§ **Text extract**
* Start *

Skip to main content

String Functions Overview

String functions are built-in functions used to process and manipulate string data. They help perform various string operations, such as concatenation, splitting, replacement, searching, etc.

UTF-8 Encoding Support

UTF-8 encoding is a variable-length character encoding that can represent almost all characters in the world, including Cyrillic, Greek, Chinese characters, emojis, and more.

In Doris string functions, UTF-8 encoding is supported unless specifically noted otherwise.

For example, the substring function can correctly handle UTF-8 encoded strings:

ASCII Characters

mysql> SELECT substring('abc1', 2);
+----------------------+
| substring('abc1', 2) |
+----------------------+
| bc1 |
+----------------------+

Greek Letters

mysql> SELECT substring('αλφαβητον', 2, 4);
+---------------------------------------+
| substring('αλφαβητον', 2, 4) |
+---------------------------------------+
| λφαβ |
+---------------------------------------+
1 row in set (0.01 sec)

* End *

§ **What is asked**
A) Which string operations does the string functions overview name as examples of what string functions help perform?
B) According to the string functions overview, why can Doris string functions such as substring correctly handle Greek letters?
Answer from the string functions overview only.

§ **Data shown**
* Start *

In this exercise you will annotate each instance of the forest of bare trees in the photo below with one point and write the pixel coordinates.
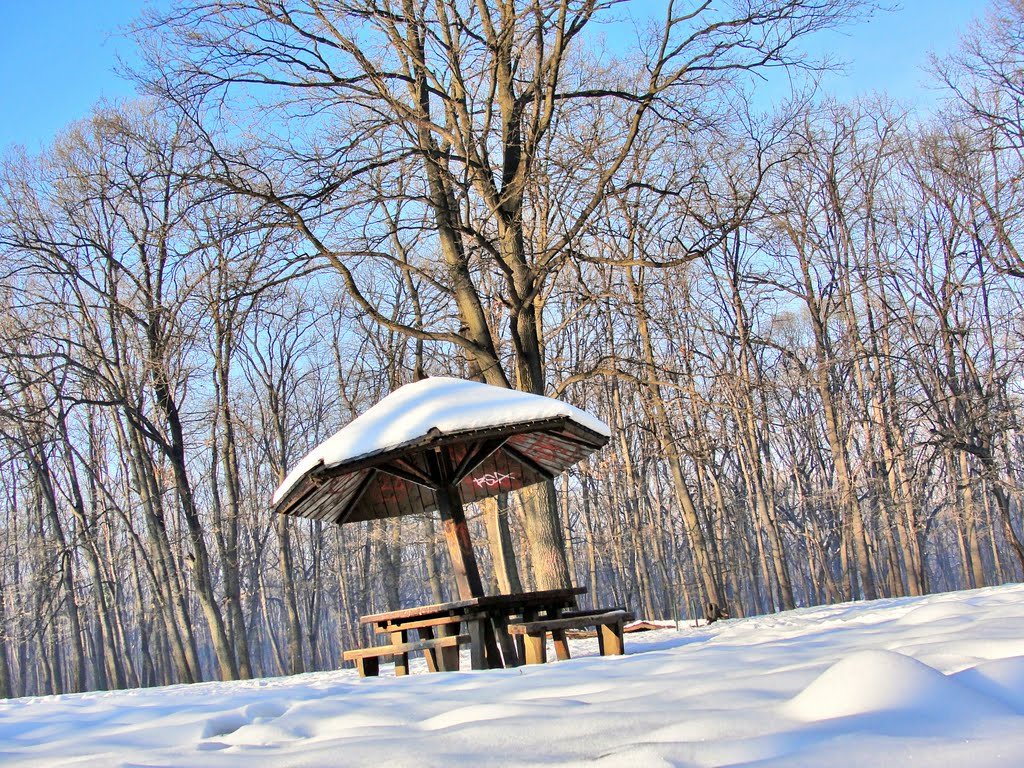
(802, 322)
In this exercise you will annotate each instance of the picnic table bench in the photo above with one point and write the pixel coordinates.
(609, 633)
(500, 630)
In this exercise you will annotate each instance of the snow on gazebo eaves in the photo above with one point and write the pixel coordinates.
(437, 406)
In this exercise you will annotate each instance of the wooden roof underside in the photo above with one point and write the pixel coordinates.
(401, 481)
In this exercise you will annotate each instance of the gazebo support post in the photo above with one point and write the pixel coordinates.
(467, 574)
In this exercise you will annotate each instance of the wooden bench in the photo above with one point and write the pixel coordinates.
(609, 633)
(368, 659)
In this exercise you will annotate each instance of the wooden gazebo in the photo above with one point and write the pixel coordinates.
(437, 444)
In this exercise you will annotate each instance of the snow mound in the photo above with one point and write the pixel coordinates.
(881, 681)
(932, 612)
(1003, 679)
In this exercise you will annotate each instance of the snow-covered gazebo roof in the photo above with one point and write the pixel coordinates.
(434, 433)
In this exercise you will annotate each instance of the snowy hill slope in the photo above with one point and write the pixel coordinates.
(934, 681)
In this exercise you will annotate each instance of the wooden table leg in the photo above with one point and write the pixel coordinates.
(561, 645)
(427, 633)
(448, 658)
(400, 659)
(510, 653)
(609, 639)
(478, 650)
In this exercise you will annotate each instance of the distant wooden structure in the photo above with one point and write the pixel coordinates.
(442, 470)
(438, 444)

* End *
* Start *

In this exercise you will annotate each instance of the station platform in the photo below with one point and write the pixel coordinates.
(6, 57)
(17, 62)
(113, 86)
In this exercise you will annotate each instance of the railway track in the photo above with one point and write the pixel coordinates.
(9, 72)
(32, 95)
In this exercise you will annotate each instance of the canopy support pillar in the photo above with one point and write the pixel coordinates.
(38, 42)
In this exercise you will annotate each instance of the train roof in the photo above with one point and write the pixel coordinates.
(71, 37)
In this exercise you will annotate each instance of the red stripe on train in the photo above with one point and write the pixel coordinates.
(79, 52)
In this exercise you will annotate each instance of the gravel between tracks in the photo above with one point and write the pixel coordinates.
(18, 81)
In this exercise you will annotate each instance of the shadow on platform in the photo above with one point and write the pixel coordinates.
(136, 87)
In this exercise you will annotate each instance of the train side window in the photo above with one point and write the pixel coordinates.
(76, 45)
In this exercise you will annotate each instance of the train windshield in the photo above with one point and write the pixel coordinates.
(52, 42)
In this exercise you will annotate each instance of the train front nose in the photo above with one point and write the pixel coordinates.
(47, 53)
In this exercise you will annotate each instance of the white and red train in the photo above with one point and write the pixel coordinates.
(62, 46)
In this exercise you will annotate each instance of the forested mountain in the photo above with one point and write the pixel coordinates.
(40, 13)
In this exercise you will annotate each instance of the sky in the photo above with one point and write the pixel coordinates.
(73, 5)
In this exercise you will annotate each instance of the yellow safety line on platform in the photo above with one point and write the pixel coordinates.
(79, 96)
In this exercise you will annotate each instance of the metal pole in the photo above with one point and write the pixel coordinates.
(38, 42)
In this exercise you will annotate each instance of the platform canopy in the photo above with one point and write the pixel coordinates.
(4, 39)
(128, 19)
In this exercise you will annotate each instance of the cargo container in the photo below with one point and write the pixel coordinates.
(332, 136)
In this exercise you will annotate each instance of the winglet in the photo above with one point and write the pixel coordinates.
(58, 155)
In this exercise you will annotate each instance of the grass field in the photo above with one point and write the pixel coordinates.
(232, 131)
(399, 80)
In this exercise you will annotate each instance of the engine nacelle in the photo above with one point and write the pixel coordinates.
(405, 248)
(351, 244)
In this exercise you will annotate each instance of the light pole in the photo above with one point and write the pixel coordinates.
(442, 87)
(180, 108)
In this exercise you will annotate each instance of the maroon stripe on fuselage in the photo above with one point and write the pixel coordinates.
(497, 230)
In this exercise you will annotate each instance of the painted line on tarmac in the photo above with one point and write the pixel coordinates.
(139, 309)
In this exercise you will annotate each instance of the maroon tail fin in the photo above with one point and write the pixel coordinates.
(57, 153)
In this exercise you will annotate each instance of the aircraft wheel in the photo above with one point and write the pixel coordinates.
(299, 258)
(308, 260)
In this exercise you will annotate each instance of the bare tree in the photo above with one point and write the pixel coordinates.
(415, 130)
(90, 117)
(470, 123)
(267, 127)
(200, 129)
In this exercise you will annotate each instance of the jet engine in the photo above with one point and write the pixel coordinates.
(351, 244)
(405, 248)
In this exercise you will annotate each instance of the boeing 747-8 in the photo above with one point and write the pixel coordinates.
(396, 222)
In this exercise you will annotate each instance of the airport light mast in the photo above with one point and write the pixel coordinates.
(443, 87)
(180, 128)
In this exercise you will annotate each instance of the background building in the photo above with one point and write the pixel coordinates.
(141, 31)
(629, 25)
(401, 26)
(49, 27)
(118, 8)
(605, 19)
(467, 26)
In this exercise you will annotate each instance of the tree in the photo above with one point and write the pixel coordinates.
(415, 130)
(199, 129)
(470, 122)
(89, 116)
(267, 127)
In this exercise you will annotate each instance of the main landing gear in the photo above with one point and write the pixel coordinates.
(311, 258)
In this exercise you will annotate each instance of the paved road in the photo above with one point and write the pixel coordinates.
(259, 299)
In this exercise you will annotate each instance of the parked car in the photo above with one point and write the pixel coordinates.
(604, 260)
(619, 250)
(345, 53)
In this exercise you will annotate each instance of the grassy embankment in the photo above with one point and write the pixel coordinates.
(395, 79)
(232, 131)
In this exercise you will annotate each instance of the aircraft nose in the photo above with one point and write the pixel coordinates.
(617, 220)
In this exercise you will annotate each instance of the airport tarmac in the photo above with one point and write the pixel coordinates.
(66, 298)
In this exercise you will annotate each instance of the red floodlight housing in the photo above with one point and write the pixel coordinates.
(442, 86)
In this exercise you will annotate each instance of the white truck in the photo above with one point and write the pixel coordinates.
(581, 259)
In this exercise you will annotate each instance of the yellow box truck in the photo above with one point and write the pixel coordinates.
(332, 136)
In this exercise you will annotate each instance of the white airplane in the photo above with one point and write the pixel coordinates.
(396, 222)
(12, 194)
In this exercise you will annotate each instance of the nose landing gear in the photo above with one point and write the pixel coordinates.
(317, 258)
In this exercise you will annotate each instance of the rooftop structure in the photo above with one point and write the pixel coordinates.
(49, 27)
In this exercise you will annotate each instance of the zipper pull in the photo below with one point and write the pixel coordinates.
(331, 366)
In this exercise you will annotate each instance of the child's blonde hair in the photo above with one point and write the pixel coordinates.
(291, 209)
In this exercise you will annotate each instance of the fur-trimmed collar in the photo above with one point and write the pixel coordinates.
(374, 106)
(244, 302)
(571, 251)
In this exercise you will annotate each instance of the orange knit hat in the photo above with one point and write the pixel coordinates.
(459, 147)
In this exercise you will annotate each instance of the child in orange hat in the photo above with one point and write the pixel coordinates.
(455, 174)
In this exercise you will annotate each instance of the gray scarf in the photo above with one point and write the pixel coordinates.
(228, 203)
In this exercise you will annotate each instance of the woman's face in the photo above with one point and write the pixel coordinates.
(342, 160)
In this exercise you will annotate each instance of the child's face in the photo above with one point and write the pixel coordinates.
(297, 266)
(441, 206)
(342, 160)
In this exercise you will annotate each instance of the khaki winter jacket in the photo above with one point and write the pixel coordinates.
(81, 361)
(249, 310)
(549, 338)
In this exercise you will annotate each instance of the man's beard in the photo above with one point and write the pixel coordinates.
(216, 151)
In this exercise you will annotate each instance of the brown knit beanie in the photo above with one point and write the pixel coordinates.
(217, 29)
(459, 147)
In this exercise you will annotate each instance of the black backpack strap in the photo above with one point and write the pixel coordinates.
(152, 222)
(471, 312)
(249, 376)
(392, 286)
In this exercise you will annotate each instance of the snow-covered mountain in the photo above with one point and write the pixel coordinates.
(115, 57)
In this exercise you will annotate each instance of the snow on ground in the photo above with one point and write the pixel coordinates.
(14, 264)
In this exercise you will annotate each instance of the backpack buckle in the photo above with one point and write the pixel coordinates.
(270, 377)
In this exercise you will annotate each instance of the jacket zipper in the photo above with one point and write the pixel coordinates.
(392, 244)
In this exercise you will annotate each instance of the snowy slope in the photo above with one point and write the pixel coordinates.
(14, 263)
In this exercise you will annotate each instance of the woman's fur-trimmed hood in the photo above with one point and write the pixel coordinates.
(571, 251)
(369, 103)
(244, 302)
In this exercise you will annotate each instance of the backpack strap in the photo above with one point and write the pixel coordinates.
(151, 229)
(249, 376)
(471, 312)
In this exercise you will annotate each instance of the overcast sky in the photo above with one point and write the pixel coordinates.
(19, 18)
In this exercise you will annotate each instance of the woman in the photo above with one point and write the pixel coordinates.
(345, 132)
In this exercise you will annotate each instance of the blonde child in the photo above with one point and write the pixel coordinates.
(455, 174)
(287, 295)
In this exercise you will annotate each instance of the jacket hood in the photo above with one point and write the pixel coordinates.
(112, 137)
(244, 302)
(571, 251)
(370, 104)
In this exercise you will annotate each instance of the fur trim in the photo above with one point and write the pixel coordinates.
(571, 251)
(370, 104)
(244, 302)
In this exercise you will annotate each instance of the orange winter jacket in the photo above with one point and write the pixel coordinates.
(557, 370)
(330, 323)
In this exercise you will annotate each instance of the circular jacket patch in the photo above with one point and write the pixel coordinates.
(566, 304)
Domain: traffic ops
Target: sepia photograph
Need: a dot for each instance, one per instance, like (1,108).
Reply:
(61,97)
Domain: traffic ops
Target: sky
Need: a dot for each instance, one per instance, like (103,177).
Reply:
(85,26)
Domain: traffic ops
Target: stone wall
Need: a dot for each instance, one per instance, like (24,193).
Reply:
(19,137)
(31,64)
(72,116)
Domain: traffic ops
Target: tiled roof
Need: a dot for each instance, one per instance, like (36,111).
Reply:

* End *
* Start *

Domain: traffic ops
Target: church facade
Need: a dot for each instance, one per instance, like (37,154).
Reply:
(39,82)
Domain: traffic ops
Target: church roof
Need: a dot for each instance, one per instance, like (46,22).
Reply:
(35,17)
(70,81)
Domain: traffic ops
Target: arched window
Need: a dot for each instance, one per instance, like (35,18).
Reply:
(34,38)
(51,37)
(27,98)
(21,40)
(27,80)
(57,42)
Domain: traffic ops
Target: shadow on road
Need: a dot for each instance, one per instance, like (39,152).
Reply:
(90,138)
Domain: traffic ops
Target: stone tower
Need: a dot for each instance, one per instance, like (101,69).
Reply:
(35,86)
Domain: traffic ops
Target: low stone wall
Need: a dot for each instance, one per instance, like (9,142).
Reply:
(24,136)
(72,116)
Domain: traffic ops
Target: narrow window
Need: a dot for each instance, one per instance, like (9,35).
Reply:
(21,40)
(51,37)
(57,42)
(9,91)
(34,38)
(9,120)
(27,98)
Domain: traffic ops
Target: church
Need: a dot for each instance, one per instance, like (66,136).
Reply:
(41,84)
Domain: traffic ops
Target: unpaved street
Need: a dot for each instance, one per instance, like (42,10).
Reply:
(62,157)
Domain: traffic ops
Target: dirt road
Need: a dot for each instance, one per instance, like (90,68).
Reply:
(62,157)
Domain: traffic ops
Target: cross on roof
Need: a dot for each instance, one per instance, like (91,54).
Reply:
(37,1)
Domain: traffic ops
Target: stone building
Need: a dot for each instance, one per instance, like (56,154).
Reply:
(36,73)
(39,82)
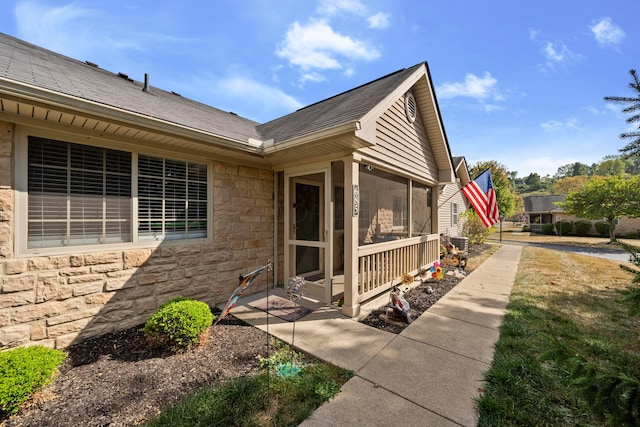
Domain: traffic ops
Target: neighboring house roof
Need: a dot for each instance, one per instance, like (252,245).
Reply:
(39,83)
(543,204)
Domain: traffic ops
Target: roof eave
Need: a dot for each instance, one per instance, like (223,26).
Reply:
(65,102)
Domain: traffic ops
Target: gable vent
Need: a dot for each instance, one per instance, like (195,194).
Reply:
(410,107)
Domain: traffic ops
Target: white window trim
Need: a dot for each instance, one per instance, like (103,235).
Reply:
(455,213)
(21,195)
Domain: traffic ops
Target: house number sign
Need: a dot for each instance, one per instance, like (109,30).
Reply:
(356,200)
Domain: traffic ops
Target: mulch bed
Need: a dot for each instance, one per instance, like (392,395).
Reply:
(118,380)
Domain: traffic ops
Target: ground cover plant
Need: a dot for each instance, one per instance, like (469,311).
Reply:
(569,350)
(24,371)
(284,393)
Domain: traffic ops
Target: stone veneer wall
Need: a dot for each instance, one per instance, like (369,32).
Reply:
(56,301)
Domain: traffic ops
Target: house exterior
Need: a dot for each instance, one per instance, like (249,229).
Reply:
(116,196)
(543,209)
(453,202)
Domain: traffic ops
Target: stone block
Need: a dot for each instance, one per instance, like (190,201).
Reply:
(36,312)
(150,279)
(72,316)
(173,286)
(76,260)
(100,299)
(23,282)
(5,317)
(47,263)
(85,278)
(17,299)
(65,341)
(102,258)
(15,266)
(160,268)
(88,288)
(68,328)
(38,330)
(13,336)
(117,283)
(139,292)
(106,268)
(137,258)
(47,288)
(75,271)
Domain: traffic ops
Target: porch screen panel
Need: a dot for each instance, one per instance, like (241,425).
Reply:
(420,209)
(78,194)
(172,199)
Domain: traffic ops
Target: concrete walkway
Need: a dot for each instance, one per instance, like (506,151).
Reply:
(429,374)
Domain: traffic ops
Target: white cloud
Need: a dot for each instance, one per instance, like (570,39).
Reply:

* End *

§ **Solutions to the tasks**
A) Concatenation, splitting, replacement, and searching.

B) Doris string functions support UTF-8 encoding unless specifically noted otherwise. UTF-8 can represent almost all characters in the world, including Greek.